## What this task involves:
Starting at the first line of the records and ending after the line containing "(508, 1003)", write out each line again with the requests unchanged. Multiply every point coordinate in the answers by 0.45 and round to whole numbers, with halves rounded up.

## Given data:

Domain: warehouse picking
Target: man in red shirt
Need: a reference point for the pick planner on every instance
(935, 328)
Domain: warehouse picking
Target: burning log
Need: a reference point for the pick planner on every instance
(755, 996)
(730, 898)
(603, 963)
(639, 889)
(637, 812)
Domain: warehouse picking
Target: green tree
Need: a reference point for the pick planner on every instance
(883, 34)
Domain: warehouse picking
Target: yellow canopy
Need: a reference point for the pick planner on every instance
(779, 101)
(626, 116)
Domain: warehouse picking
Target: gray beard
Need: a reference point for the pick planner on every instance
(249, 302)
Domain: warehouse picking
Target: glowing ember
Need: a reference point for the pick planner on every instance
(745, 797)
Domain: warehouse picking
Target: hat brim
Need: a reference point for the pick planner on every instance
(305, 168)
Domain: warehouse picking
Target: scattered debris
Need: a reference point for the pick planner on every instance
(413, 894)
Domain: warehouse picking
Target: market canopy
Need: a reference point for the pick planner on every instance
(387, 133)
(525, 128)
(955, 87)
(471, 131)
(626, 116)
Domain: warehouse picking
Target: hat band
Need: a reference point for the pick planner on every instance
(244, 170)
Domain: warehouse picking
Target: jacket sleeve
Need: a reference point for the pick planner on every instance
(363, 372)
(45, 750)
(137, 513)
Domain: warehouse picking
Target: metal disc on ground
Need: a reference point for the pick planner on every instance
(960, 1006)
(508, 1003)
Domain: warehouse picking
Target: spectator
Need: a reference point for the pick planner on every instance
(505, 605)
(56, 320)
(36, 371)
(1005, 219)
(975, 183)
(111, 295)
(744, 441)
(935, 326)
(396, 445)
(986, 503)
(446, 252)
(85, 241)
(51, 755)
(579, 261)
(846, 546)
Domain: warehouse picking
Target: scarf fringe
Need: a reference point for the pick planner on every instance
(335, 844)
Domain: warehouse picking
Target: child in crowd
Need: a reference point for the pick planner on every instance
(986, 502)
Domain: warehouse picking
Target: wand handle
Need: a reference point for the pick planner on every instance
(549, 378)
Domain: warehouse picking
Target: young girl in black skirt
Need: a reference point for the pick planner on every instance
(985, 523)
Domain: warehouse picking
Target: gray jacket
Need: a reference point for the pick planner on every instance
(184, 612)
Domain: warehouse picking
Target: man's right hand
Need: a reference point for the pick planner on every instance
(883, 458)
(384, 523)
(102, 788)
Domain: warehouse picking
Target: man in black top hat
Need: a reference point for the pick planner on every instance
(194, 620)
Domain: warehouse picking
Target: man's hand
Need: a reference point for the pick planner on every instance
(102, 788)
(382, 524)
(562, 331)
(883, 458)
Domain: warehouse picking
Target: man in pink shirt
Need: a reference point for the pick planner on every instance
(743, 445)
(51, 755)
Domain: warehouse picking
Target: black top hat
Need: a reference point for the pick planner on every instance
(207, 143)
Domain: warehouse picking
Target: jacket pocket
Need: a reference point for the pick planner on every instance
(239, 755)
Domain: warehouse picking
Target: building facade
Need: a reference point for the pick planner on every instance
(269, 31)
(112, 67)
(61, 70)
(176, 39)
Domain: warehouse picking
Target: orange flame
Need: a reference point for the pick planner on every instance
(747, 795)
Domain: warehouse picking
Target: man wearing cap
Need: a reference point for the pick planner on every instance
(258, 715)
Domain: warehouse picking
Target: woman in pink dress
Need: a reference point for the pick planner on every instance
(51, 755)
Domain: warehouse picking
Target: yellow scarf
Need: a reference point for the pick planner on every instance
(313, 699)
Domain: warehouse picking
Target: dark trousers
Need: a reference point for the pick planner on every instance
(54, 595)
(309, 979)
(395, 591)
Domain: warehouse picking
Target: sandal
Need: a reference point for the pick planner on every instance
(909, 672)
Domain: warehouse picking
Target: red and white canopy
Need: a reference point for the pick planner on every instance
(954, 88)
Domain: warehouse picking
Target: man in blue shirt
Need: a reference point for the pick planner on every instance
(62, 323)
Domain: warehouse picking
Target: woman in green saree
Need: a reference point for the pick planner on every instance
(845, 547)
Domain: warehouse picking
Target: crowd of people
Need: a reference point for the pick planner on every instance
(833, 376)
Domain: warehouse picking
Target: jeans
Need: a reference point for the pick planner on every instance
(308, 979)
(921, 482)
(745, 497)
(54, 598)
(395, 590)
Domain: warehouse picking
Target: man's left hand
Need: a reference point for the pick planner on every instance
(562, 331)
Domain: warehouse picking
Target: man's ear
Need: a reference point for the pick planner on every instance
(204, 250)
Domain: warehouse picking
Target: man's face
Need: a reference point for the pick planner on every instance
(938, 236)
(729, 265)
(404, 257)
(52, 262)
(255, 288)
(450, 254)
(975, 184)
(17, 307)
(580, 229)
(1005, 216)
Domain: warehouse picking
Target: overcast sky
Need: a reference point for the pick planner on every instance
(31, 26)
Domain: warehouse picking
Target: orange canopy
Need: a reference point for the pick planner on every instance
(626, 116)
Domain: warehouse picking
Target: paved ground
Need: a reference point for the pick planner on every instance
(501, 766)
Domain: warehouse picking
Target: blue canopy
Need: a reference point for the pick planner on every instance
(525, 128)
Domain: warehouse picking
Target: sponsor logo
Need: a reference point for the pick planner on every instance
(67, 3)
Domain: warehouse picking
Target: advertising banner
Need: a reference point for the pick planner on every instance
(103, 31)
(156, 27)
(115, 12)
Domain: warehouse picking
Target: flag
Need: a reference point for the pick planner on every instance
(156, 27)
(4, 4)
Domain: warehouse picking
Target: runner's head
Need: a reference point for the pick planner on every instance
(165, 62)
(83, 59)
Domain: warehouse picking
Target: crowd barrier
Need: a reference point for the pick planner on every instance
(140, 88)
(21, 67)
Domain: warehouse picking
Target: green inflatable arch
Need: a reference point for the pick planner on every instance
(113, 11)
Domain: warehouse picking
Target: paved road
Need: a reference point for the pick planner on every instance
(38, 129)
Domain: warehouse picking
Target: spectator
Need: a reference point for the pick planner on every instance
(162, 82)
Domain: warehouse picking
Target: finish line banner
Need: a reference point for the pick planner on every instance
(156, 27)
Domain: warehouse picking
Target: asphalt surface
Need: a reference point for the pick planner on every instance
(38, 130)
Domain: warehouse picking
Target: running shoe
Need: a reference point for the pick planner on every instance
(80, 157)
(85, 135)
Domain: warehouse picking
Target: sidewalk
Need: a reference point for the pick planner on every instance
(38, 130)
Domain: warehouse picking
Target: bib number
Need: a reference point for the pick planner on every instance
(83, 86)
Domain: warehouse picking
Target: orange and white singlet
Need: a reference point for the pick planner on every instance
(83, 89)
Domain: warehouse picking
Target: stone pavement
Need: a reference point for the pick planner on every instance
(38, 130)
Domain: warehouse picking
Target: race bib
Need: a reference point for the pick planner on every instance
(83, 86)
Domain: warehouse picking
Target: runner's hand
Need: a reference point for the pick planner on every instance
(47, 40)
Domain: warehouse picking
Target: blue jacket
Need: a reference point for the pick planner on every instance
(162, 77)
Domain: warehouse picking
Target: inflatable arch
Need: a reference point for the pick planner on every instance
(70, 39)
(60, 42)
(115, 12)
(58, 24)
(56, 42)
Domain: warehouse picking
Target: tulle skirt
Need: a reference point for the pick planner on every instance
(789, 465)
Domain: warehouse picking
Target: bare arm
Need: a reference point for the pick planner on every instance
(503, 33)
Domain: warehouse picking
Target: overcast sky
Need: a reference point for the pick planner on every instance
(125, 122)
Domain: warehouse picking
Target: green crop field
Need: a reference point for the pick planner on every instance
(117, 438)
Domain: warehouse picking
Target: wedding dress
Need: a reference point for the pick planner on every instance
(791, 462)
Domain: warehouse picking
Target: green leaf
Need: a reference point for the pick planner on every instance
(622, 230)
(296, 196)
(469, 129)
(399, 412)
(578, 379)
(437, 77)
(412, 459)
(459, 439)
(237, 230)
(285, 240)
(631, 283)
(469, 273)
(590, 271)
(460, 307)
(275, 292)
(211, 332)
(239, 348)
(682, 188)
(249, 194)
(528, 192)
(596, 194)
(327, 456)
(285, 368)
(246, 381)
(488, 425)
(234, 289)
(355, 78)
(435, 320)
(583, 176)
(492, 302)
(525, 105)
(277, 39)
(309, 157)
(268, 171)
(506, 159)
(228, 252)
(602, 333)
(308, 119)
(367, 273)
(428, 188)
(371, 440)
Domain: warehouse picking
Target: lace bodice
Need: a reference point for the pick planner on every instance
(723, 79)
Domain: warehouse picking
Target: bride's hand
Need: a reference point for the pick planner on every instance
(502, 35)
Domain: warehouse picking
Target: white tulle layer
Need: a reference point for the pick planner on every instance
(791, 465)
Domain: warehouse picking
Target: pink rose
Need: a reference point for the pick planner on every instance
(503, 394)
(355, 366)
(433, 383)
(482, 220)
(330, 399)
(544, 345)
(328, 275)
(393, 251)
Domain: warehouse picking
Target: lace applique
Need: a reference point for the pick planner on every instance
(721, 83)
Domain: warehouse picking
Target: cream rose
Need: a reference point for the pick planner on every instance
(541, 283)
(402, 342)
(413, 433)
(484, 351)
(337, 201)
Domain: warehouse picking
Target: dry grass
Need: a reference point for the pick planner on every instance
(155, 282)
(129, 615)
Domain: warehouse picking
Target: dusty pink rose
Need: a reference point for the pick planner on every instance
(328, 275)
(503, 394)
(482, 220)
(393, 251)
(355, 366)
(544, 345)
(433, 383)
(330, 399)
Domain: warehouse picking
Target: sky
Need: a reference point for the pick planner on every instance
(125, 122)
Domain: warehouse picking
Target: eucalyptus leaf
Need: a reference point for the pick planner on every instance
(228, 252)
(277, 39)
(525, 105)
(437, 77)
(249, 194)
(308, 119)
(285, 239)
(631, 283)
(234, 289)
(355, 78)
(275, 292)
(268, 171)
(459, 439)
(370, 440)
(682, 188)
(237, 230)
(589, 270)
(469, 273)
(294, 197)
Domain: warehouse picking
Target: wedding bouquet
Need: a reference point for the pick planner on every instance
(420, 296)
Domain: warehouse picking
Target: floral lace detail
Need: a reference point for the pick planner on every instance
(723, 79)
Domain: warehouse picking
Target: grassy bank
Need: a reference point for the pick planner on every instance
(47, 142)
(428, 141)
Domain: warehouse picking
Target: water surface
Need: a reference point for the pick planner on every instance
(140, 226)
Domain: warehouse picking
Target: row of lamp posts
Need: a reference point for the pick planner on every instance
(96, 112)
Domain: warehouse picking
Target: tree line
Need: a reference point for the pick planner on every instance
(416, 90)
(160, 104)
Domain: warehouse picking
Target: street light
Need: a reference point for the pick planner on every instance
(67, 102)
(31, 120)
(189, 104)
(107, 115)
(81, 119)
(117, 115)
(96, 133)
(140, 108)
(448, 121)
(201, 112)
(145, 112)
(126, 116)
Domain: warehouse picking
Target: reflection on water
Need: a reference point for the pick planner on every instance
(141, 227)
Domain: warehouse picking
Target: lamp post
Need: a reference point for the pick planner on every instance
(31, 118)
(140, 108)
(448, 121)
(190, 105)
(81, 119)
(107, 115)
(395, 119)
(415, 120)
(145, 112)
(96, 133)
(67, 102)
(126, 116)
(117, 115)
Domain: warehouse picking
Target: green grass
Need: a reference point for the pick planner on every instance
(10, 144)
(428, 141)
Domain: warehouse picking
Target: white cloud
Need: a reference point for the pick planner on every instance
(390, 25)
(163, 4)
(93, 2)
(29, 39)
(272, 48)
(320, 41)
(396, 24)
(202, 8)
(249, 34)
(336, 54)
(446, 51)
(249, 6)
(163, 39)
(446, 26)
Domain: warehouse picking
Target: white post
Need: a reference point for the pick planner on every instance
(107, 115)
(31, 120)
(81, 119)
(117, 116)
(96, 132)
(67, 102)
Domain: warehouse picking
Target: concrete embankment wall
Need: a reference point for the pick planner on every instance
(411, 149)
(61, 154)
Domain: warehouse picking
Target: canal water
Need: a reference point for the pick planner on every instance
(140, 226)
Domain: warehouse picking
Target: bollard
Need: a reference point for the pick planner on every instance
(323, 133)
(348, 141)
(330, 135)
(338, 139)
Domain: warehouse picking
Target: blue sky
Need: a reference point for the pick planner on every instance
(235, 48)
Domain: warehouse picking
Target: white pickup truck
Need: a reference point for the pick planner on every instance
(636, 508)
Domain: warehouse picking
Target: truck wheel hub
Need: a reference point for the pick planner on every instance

## Result of the exercise:
Domain: warehouse picking
Target: man in red shirt
Need: a reference point for the pick planner on every instance
(421, 148)
Domain: warehouse picking
Target: burning log
Need: a reference point for the pick planner on every instance
(340, 448)
(329, 404)
(271, 433)
(288, 400)
(287, 365)
Domain: warehouse picking
Target: green tree
Need: a reference point for the pick planner on every instance
(397, 15)
Domain: warehouse picking
Target: yellow canopy
Need: a reference point for the pick planner on every instance
(351, 45)
(282, 52)
Domain: warehouse picking
Target: gray beard
Need: a reference point for the pick planner on every instance
(112, 136)
Domain: warehouse picking
Target: glowing ember
Need: a reference point for the pick planner on every instance
(335, 359)
Domain: warehouse picking
Target: hat brim
Need: a reference point for the pick planner on every instance
(137, 76)
Domain: warehouse picking
Target: scattered debris
Need: a reference point for the pick planner on every instance
(186, 402)
Domain: warehouse picking
Target: market canopy
Need: a reference point for the pick planner on every instance
(174, 60)
(236, 58)
(430, 39)
(212, 59)
(282, 52)
Domain: warehouse picking
Target: hat band
Need: a reference point for the pick planner on every instance
(110, 77)
Domain: warehouse picking
Target: jacket sleeve
Need: a reference point for the pick planner on every instance
(163, 167)
(20, 338)
(62, 231)
Domain: warehouse picking
Target: metal disc on ground
Need: a reference point for the pick planner on every instance
(432, 453)
(229, 451)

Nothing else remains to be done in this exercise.